SOURCE INFORMATION:
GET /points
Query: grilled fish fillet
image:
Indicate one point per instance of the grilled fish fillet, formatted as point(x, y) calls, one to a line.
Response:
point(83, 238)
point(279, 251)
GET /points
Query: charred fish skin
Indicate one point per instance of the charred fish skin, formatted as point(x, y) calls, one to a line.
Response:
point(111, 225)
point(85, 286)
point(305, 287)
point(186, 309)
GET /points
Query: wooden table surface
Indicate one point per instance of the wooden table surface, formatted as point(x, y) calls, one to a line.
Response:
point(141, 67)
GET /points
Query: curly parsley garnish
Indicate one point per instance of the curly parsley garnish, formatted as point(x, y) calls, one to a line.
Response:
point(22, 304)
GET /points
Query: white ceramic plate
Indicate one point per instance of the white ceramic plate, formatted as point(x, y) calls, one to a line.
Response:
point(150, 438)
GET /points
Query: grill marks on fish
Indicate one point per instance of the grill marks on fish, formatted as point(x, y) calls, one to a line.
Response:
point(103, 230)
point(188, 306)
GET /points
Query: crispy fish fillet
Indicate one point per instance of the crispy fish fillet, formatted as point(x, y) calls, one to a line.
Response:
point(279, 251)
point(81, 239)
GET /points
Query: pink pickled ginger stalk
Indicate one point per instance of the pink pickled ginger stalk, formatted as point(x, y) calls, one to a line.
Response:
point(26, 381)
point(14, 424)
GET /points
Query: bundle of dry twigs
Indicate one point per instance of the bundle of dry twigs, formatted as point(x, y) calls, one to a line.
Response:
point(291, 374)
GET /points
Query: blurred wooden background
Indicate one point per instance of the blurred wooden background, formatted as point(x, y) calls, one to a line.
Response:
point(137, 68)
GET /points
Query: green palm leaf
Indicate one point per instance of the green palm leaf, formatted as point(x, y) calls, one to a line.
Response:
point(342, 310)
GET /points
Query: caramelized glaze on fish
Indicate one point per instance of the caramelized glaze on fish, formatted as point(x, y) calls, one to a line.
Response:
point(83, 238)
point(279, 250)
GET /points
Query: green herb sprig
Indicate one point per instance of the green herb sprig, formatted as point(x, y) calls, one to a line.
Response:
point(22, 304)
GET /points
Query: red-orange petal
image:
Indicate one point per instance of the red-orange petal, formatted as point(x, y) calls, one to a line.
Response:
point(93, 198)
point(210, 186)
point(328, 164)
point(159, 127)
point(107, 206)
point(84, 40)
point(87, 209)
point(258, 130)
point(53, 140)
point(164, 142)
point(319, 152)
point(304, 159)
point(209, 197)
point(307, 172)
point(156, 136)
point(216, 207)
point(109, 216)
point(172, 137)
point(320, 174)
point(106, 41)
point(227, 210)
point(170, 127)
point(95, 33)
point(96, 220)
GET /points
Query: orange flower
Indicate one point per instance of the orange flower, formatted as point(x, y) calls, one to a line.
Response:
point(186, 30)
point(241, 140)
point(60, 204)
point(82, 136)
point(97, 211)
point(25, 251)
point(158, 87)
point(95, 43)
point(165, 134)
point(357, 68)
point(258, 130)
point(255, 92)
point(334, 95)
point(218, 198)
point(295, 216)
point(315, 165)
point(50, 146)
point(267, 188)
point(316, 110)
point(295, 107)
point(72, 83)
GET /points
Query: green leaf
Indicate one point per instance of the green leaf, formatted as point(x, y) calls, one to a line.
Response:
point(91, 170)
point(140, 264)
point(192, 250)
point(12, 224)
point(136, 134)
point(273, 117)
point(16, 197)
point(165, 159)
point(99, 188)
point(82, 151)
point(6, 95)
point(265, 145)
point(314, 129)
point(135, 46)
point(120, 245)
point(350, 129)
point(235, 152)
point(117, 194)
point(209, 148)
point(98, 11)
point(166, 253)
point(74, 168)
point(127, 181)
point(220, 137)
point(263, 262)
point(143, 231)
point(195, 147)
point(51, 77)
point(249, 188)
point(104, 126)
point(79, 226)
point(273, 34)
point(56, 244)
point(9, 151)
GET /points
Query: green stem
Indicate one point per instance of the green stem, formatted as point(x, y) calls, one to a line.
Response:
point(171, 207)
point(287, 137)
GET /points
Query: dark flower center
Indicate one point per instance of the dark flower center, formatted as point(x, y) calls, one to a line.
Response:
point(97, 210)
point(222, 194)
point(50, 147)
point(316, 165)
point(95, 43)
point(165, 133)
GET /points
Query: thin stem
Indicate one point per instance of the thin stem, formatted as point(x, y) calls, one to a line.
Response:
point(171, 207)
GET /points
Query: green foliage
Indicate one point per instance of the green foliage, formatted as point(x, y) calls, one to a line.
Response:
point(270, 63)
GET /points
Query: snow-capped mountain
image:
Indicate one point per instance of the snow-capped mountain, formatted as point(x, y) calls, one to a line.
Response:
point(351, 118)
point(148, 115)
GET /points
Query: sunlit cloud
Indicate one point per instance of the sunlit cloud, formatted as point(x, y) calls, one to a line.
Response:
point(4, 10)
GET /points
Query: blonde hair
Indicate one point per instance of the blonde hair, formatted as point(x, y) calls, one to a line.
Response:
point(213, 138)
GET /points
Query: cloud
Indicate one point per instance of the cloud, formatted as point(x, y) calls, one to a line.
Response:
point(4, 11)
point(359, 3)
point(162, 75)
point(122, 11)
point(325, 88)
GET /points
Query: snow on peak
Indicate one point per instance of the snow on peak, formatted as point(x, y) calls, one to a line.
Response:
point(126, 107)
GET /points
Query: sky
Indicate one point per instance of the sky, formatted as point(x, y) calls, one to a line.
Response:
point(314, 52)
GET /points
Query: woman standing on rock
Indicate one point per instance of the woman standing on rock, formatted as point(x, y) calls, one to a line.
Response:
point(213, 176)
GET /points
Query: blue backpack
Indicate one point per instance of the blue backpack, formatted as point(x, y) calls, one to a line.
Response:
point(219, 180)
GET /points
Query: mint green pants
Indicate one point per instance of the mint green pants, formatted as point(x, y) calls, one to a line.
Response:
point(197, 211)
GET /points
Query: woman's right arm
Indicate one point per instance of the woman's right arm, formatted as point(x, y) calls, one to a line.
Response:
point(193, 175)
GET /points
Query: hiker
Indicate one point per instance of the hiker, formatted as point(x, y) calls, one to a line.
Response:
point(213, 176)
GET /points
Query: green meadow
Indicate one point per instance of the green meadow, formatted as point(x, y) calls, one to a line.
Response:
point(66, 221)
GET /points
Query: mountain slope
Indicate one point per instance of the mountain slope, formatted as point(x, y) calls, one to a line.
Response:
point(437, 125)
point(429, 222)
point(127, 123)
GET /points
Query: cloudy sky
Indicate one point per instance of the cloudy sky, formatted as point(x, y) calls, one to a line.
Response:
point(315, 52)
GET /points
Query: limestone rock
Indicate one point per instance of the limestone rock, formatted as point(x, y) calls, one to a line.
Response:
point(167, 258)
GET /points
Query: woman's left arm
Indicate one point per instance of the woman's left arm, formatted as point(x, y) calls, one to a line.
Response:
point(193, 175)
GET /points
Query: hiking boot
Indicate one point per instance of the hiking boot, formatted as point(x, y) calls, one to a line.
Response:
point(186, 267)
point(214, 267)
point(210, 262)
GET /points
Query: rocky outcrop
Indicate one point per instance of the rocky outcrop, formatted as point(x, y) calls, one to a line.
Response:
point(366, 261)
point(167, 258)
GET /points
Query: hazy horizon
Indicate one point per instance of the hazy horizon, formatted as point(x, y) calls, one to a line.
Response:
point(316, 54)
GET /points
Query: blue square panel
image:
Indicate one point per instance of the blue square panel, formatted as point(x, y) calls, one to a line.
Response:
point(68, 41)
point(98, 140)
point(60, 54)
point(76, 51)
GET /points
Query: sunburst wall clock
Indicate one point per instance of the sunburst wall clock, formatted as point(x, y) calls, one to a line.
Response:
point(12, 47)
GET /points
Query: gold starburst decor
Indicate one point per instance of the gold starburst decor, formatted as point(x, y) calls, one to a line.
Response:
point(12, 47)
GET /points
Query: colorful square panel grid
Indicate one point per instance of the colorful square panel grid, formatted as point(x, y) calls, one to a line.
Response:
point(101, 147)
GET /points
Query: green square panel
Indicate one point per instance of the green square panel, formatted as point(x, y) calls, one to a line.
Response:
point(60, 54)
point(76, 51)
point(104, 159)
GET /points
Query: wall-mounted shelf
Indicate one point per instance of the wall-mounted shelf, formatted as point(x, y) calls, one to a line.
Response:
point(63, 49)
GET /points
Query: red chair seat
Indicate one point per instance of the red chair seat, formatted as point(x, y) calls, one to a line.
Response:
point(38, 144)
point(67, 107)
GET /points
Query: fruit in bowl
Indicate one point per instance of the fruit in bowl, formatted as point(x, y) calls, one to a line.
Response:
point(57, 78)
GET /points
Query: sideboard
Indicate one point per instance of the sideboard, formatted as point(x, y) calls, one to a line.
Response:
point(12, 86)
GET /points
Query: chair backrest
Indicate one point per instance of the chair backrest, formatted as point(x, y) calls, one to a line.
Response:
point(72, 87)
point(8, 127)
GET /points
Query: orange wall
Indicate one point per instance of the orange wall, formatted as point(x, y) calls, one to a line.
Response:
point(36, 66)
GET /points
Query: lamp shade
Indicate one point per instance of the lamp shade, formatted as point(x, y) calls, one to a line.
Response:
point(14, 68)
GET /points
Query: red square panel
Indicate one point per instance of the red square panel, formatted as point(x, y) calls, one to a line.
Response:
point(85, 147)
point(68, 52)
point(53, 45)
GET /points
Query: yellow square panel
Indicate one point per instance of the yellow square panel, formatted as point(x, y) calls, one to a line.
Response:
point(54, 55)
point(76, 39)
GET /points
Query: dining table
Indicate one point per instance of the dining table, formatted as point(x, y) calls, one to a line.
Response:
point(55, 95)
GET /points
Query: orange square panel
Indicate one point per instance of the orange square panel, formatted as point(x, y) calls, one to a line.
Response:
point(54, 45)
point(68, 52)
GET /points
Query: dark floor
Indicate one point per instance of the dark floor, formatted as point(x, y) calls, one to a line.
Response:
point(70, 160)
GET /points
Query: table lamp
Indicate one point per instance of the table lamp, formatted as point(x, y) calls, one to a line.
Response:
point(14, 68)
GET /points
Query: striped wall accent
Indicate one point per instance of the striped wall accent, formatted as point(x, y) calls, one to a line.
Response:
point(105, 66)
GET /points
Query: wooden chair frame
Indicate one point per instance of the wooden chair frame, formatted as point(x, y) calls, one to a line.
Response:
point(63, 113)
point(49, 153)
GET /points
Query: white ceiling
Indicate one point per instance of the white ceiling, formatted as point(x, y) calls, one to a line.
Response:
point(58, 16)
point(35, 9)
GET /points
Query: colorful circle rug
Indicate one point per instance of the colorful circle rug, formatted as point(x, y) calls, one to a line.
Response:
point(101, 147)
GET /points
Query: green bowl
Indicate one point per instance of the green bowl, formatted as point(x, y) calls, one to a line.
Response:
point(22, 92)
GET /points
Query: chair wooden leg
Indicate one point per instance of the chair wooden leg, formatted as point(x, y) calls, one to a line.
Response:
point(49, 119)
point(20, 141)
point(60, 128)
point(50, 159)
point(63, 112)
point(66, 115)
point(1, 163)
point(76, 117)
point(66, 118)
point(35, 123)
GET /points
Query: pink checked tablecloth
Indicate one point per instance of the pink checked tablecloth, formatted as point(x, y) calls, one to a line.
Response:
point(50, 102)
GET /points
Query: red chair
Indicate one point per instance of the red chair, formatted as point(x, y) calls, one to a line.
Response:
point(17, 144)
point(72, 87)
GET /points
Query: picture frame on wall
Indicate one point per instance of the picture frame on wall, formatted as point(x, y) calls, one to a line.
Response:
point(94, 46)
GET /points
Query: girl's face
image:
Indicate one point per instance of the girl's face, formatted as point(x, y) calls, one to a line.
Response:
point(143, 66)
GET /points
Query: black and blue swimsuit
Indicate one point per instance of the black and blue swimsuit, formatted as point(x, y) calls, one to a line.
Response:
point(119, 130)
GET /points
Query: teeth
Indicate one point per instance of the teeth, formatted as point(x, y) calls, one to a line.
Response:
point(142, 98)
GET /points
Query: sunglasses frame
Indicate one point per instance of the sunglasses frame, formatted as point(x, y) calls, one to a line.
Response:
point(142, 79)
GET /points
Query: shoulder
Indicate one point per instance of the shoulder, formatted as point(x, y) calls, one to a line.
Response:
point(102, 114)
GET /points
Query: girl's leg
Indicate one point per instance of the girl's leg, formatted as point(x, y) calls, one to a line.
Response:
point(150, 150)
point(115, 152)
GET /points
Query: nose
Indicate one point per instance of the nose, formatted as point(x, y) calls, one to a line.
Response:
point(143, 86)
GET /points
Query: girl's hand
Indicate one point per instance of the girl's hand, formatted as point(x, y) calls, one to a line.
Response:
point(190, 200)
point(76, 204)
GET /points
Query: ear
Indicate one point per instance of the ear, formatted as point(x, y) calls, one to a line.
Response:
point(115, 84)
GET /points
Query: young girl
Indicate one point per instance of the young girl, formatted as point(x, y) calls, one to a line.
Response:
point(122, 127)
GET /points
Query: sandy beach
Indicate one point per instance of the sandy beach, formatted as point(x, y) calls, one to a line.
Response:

WORK TASK:
Exactly the lines from the start of the entries through the one bearing "Query: wooden table surface" are to be output, with both ends included.

EXERCISE SOLUTION:
GET /points
Query: grilled fish fillet
image:
Indicate one point per instance of the grilled fish fillet, formatted as point(x, y) calls, one to a line.
Response:
point(83, 238)
point(279, 251)
GET /points
Query: charred fish skin
Indicate one point per instance of the charred fish skin, formatted as point(x, y) calls, one to a line.
Response:
point(111, 225)
point(85, 286)
point(305, 287)
point(186, 309)
GET /points
Query: wooden table surface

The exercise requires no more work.